## start DATA EXCERPTS

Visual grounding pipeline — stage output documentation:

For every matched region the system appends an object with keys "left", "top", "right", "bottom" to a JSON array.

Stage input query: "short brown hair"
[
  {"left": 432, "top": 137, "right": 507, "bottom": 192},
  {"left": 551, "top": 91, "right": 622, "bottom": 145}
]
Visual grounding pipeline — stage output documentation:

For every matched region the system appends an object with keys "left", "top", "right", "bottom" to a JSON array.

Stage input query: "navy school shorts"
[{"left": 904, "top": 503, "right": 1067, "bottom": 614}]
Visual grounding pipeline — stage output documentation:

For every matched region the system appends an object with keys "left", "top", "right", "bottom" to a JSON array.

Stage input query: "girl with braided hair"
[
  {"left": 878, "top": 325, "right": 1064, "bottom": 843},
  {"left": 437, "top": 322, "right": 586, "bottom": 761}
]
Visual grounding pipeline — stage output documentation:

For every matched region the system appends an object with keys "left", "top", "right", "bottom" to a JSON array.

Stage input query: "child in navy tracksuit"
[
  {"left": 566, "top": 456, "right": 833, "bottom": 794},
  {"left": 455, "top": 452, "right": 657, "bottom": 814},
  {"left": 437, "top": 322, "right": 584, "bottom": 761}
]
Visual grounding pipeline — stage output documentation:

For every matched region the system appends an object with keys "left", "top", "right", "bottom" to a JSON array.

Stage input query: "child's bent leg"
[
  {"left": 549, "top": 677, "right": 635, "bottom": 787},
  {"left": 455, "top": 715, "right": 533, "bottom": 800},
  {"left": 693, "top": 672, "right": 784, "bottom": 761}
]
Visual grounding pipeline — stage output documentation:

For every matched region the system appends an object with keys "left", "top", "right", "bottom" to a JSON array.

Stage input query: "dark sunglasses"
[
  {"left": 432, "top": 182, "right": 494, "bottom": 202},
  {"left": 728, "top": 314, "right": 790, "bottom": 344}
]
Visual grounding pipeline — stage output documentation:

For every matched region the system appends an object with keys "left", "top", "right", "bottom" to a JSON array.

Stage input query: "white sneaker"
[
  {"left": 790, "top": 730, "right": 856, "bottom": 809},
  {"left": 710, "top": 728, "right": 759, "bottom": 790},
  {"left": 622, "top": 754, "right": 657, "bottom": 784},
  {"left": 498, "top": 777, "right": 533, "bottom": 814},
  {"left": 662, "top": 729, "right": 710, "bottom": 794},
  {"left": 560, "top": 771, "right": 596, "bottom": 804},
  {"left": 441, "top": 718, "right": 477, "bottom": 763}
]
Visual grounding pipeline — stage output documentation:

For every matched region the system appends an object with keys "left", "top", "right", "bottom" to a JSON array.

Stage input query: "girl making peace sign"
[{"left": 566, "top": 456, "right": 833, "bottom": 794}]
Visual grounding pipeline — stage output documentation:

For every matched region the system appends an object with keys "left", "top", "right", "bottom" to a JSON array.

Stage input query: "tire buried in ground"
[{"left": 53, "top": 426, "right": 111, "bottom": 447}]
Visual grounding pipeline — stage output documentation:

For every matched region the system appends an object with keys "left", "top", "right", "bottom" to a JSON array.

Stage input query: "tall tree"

## end DATA EXCERPTS

AIM OF THE TASK
In the data above, identify each line containing the word "girl" and copy those lines.

SOLUTION
Stage input query: "girl with braided hair"
Stage input query: "girl making peace sign"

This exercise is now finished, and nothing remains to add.